# ID - Small tan insects at bottom of culture



## slipperheads (Oct 17, 2007)

Maybe I just didn't notice these things for the longest time because they are SO small. In the pictures all the little specs are what I am talking about. Are they mites? Good or bad? FF offspring?

Thanks


----------



## james67 (Jun 28, 2008)

mites. and its certainly not a good thing

james


----------



## frogmanchu (Feb 18, 2011)

i agree. you have mites my friend



james67 said:


> mites. and its certainly not a good thing
> 
> james


----------



## slipperheads (Oct 17, 2007)

Yikes, I check out the rest or my rack andthe others seem fine. Thanks for the help guys.


----------



## james67 (Jun 28, 2008)

they have a much longer lifecycle than FFs. is that CX older than the others?

james


----------



## BugsInCyberspace.com (Dec 26, 2010)

I'm a bug guy, not a frog guy, so I'm curious why everybody considers the mites so dangerous? They don't harm the flies to any significant degree, unsightly as they are! Do mites harm frogs or infest vivariums by vector of fruit fly cultures?


----------



## Pumilo (Sep 4, 2010)

BugsInCyberspace.com said:


> I'm a bug guy, not a frog guy, so I'm curious why everybody considers the mites so dangerous? They don't harm the flies to any significant degree, unsightly as they are! Do mites harm frogs or infest vivariums by vector of fruit fly cultures?


Actually, yes they do harm the flies to a significant degree. Some mites are parasitic on the larvae. Even the detritus mites cause a problem as with each succesive culture made from the last, the mites get worse and worse and your culture produces way less fruit flies.

________________________

LIST OF TASKS:
A - Reproduce the forum thread about mites in fruit fly cultures word for word, from start to finish.
B - Pull out each line of the records that contains the string "ocean", matching case exactly.
The thread and the records have nothing to do with each other.

________________________

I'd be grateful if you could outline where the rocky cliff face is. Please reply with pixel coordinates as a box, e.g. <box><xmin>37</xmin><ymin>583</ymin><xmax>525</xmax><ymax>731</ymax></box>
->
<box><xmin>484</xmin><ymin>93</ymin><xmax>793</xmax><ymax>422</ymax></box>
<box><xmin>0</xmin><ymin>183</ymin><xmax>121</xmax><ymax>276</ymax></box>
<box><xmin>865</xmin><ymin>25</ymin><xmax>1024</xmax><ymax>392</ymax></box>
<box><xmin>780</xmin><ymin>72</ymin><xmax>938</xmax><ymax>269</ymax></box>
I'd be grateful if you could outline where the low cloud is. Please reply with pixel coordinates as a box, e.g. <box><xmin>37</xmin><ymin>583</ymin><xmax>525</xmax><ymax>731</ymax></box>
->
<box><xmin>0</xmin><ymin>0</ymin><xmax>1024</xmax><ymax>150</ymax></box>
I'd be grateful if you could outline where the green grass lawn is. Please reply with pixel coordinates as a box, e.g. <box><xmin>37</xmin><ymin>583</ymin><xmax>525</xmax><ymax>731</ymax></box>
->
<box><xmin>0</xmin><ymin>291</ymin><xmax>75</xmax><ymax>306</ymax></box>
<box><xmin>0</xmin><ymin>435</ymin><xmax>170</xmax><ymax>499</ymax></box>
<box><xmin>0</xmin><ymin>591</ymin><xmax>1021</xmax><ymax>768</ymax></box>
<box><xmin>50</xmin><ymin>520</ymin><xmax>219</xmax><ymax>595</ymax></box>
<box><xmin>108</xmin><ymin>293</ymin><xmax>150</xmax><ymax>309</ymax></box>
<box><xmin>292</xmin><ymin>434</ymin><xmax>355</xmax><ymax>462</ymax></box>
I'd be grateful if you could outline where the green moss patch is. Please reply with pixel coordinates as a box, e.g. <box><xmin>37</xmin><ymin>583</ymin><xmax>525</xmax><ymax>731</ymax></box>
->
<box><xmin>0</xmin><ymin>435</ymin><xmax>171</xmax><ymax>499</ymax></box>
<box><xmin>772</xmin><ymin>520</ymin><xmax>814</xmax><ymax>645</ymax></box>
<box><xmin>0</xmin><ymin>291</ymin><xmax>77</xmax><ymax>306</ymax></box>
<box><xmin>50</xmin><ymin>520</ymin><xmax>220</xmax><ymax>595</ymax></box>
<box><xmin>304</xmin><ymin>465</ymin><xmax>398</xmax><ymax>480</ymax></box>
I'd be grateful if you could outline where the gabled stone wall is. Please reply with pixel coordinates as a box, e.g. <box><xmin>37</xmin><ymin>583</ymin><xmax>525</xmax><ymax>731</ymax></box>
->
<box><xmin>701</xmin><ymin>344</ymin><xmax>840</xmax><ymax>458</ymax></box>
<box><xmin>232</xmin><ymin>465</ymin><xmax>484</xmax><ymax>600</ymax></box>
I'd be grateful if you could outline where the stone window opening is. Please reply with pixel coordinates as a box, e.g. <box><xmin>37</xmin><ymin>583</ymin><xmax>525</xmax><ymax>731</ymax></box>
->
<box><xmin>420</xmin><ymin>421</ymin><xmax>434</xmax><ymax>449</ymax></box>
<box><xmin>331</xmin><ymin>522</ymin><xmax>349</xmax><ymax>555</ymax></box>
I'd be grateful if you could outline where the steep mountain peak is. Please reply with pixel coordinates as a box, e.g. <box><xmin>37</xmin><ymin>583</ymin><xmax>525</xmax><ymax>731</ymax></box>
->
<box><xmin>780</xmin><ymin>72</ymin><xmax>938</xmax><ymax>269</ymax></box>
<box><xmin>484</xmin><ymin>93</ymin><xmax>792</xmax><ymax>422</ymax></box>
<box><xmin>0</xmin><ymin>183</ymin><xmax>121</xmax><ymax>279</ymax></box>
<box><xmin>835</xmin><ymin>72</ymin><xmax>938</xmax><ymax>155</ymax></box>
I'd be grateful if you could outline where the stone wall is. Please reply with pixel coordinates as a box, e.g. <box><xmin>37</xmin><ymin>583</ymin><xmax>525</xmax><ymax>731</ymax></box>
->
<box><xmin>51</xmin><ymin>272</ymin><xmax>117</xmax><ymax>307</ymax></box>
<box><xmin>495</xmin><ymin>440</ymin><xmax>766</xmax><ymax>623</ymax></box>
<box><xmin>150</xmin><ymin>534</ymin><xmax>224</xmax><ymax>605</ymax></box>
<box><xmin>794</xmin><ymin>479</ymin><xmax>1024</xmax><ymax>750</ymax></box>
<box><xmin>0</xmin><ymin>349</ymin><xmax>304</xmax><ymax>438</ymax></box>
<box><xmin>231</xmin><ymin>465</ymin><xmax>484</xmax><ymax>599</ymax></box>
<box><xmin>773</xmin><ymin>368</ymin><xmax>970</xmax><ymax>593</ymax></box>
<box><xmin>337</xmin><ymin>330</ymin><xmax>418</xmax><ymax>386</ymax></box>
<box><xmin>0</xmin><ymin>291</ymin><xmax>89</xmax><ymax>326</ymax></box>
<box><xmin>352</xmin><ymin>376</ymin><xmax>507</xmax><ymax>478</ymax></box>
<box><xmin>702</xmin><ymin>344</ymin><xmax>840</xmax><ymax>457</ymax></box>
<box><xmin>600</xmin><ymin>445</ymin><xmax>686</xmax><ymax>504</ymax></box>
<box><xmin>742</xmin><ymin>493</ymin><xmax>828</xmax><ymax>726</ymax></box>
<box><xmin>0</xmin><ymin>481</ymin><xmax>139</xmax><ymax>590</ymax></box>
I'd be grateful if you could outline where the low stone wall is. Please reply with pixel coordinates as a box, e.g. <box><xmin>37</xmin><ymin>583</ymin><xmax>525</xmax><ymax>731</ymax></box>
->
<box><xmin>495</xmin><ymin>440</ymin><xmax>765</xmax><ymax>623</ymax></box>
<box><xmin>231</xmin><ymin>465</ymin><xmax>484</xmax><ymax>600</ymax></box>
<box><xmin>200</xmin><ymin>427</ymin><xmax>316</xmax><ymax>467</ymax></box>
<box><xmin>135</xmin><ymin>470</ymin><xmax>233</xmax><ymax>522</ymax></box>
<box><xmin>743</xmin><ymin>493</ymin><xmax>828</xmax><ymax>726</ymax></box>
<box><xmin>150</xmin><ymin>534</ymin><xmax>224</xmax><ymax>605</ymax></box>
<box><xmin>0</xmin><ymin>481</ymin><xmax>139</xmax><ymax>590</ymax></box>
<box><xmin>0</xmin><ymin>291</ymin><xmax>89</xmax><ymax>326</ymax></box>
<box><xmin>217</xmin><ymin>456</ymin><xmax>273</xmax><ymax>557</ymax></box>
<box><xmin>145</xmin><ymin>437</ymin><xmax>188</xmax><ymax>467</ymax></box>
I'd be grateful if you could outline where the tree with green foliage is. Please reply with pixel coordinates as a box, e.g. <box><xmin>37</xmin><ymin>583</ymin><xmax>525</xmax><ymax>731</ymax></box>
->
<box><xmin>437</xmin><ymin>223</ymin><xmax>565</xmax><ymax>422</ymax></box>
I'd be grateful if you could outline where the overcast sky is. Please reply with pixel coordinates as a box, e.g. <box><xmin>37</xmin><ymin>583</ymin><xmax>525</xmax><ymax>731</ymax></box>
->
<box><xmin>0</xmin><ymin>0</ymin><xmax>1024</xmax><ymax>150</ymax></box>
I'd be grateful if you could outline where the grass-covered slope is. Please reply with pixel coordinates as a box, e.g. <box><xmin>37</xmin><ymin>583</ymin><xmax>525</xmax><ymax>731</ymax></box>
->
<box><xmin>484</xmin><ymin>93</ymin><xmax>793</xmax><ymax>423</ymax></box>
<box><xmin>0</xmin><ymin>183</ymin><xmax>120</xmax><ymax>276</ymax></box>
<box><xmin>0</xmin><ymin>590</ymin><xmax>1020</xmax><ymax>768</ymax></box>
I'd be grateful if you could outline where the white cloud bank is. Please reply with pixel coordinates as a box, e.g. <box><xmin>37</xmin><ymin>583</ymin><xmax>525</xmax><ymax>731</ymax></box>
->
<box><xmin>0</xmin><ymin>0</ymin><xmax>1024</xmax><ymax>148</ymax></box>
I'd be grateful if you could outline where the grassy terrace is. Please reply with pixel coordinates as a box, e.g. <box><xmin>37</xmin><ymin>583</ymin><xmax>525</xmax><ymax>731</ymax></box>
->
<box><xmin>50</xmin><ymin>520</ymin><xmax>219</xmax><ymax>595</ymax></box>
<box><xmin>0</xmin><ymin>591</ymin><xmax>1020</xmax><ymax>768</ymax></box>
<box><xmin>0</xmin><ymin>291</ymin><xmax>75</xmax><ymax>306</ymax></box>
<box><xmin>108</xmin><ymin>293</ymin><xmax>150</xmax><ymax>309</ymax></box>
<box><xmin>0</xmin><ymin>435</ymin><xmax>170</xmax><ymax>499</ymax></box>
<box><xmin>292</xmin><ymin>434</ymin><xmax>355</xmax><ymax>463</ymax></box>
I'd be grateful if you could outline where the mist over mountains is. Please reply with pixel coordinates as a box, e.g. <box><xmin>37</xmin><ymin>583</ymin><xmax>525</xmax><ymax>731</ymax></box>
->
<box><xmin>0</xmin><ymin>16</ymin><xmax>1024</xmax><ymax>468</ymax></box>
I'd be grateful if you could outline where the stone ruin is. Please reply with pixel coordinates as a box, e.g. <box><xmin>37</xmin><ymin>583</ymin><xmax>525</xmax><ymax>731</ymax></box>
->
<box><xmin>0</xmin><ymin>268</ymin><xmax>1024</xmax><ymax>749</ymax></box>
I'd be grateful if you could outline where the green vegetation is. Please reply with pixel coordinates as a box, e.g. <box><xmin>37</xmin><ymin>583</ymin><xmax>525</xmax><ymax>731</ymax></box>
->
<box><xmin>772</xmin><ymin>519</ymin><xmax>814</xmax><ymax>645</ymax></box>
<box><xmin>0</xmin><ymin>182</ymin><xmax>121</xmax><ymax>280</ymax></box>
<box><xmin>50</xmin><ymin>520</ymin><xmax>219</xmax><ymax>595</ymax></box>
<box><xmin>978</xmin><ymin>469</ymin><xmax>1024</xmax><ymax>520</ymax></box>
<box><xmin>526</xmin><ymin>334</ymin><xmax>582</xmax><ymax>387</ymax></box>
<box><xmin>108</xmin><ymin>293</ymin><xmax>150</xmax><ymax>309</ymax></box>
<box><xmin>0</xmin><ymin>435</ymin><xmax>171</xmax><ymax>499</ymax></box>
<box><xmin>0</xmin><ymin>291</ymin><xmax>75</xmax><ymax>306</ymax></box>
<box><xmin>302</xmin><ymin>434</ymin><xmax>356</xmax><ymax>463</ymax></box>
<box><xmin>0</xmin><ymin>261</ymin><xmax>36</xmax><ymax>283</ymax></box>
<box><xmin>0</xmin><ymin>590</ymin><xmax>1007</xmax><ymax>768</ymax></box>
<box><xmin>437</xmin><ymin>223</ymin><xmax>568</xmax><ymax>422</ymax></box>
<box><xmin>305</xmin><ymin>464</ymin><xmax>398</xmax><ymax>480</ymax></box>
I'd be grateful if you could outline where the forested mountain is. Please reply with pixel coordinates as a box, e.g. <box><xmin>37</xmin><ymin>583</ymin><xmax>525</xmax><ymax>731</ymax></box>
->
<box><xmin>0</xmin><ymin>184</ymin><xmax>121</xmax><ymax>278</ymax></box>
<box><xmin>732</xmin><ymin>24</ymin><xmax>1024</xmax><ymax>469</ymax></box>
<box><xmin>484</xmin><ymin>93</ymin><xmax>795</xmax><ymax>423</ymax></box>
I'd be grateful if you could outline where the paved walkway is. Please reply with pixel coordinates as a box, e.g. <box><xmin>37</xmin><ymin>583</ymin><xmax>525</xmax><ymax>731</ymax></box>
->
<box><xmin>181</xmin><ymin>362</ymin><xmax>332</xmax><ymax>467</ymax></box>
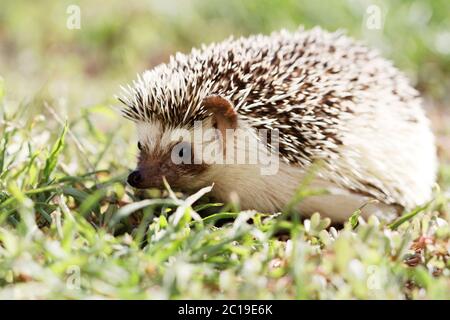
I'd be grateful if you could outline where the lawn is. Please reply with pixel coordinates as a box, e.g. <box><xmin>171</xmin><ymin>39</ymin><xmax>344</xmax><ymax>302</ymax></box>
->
<box><xmin>0</xmin><ymin>0</ymin><xmax>450</xmax><ymax>299</ymax></box>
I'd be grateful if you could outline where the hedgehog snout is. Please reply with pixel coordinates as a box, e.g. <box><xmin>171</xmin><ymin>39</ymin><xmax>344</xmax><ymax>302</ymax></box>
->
<box><xmin>127</xmin><ymin>170</ymin><xmax>142</xmax><ymax>188</ymax></box>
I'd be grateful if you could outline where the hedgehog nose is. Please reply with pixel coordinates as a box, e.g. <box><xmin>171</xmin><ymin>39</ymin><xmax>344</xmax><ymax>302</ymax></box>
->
<box><xmin>127</xmin><ymin>170</ymin><xmax>142</xmax><ymax>187</ymax></box>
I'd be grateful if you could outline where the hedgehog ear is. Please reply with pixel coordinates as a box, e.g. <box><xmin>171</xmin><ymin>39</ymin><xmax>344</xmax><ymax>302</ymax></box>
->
<box><xmin>203</xmin><ymin>95</ymin><xmax>237</xmax><ymax>137</ymax></box>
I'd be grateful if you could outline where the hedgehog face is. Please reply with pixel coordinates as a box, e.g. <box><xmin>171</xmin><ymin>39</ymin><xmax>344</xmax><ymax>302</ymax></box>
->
<box><xmin>128</xmin><ymin>96</ymin><xmax>243</xmax><ymax>189</ymax></box>
<box><xmin>128</xmin><ymin>122</ymin><xmax>207</xmax><ymax>189</ymax></box>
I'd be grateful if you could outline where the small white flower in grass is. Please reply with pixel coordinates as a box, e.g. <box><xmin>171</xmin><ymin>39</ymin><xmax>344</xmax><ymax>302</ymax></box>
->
<box><xmin>231</xmin><ymin>210</ymin><xmax>257</xmax><ymax>232</ymax></box>
<box><xmin>348</xmin><ymin>259</ymin><xmax>366</xmax><ymax>280</ymax></box>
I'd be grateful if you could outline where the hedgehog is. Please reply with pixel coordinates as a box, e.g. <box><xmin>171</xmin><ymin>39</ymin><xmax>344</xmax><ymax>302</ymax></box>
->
<box><xmin>117</xmin><ymin>27</ymin><xmax>437</xmax><ymax>222</ymax></box>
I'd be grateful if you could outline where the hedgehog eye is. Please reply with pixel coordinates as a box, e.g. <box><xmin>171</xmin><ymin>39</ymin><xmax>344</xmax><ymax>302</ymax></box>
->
<box><xmin>178</xmin><ymin>144</ymin><xmax>191</xmax><ymax>158</ymax></box>
<box><xmin>171</xmin><ymin>142</ymin><xmax>191</xmax><ymax>164</ymax></box>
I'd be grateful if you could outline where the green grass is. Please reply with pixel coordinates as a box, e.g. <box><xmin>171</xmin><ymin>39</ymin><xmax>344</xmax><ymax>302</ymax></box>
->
<box><xmin>0</xmin><ymin>94</ymin><xmax>450</xmax><ymax>299</ymax></box>
<box><xmin>0</xmin><ymin>0</ymin><xmax>450</xmax><ymax>299</ymax></box>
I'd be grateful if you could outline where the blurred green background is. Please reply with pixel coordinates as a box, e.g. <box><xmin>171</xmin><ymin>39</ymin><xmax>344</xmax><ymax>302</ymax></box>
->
<box><xmin>0</xmin><ymin>0</ymin><xmax>450</xmax><ymax>158</ymax></box>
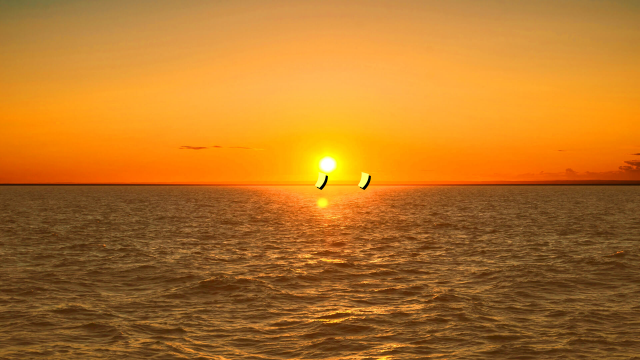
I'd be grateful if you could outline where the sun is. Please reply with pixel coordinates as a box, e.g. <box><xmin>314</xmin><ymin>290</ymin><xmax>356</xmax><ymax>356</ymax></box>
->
<box><xmin>320</xmin><ymin>156</ymin><xmax>336</xmax><ymax>172</ymax></box>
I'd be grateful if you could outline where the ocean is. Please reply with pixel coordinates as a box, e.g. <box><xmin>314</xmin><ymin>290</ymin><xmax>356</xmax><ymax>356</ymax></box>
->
<box><xmin>0</xmin><ymin>183</ymin><xmax>640</xmax><ymax>360</ymax></box>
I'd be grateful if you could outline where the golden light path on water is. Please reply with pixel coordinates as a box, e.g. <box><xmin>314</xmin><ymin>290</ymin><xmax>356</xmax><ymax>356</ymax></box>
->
<box><xmin>0</xmin><ymin>185</ymin><xmax>640</xmax><ymax>360</ymax></box>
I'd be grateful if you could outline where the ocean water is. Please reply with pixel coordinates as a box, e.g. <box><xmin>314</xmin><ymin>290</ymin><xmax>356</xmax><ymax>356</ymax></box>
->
<box><xmin>0</xmin><ymin>184</ymin><xmax>640</xmax><ymax>359</ymax></box>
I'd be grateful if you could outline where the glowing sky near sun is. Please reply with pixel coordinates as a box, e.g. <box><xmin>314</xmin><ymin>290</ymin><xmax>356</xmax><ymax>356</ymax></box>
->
<box><xmin>0</xmin><ymin>0</ymin><xmax>640</xmax><ymax>184</ymax></box>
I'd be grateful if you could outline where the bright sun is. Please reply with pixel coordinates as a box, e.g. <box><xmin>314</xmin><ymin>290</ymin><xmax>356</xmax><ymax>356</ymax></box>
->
<box><xmin>320</xmin><ymin>156</ymin><xmax>336</xmax><ymax>172</ymax></box>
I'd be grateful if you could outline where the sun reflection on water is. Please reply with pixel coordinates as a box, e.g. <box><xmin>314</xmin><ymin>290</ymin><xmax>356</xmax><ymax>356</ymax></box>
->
<box><xmin>318</xmin><ymin>198</ymin><xmax>329</xmax><ymax>208</ymax></box>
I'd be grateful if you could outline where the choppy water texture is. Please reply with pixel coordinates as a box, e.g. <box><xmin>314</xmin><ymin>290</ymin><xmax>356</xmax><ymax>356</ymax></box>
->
<box><xmin>0</xmin><ymin>186</ymin><xmax>640</xmax><ymax>359</ymax></box>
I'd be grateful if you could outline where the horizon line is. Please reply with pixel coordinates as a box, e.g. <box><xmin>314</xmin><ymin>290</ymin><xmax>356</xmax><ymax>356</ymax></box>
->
<box><xmin>0</xmin><ymin>180</ymin><xmax>640</xmax><ymax>186</ymax></box>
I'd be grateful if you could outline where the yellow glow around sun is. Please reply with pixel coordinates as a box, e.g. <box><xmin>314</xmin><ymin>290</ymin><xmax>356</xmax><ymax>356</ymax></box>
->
<box><xmin>320</xmin><ymin>156</ymin><xmax>336</xmax><ymax>173</ymax></box>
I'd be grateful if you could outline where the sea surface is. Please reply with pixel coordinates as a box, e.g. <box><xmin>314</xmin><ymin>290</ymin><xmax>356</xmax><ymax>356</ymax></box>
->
<box><xmin>0</xmin><ymin>184</ymin><xmax>640</xmax><ymax>359</ymax></box>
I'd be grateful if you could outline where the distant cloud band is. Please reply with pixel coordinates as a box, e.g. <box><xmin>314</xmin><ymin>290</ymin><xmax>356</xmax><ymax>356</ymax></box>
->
<box><xmin>178</xmin><ymin>145</ymin><xmax>263</xmax><ymax>150</ymax></box>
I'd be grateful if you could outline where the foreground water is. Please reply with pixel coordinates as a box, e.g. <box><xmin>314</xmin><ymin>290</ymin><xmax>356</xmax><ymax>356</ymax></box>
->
<box><xmin>0</xmin><ymin>186</ymin><xmax>640</xmax><ymax>359</ymax></box>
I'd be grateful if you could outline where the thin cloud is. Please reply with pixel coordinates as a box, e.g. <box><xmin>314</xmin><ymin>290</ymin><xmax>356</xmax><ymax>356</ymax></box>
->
<box><xmin>179</xmin><ymin>145</ymin><xmax>262</xmax><ymax>150</ymax></box>
<box><xmin>514</xmin><ymin>160</ymin><xmax>640</xmax><ymax>181</ymax></box>
<box><xmin>229</xmin><ymin>146</ymin><xmax>262</xmax><ymax>150</ymax></box>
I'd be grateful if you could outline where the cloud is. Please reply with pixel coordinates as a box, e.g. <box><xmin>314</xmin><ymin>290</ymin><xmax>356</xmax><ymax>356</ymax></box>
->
<box><xmin>229</xmin><ymin>146</ymin><xmax>262</xmax><ymax>150</ymax></box>
<box><xmin>179</xmin><ymin>145</ymin><xmax>262</xmax><ymax>150</ymax></box>
<box><xmin>514</xmin><ymin>160</ymin><xmax>640</xmax><ymax>181</ymax></box>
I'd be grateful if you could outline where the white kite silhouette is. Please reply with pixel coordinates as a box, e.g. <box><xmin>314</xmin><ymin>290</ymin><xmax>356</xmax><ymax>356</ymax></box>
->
<box><xmin>316</xmin><ymin>173</ymin><xmax>329</xmax><ymax>190</ymax></box>
<box><xmin>358</xmin><ymin>172</ymin><xmax>371</xmax><ymax>190</ymax></box>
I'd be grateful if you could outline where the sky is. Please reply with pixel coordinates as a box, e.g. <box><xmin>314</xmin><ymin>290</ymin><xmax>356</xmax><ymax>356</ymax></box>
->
<box><xmin>0</xmin><ymin>0</ymin><xmax>640</xmax><ymax>184</ymax></box>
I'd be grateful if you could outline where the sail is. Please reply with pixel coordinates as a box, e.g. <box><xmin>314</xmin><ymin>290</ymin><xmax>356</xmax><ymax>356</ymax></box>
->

________________________

RESPONSES:
A -
# ID - Small tan insects at bottom of culture



## slipperheads (Oct 17, 2007)

Maybe I just didn't notice these things for the longest time because they are SO small. In the pictures all the little specs are what I am talking about. Are they mites? Good or bad? FF offspring?

Thanks


----------



## james67 (Jun 28, 2008)

mites. and its certainly not a good thing

james


----------



## frogmanchu (Feb 18, 2011)

i agree. you have mites my friend



james67 said:


> mites. and its certainly not a good thing
> 
> james


----------



## slipperheads (Oct 17, 2007)

Yikes, I check out the rest or my rack andthe others seem fine. Thanks for the help guys.


----------



## james67 (Jun 28, 2008)

they have a much longer lifecycle than FFs. is that CX older than the others?

james


----------



## BugsInCyberspace.com (Dec 26, 2010)

I'm a bug guy, not a frog guy, so I'm curious why everybody considers the mites so dangerous? They don't harm the flies to any significant degree, unsightly as they are! Do mites harm frogs or infest vivariums by vector of fruit fly cultures?


----------



## Pumilo (Sep 4, 2010)

BugsInCyberspace.com said:


> I'm a bug guy, not a frog guy, so I'm curious why everybody considers the mites so dangerous? They don't harm the flies to any significant degree, unsightly as they are! Do mites harm frogs or infest vivariums by vector of fruit fly cultures?


Actually, yes they do harm the flies to a significant degree. Some mites are parasitic on the larvae. Even the detritus mites cause a problem as with each succesive culture made from the last, the mites get worse and worse and your culture produces way less fruit flies.

B -
I'd be grateful if you could outline where the ocean is. Please reply with pixel coordinates as a box, e.g. <box><xmin>314</xmin><ymin>290</ymin><xmax>356</xmax><ymax>356</ymax></box>
I'd be grateful if you could outline where the ocean water is. Please reply with pixel coordinates as a box, e.g. <box><xmin>314</xmin><ymin>290</ymin><xmax>356</xmax><ymax>356</ymax></box>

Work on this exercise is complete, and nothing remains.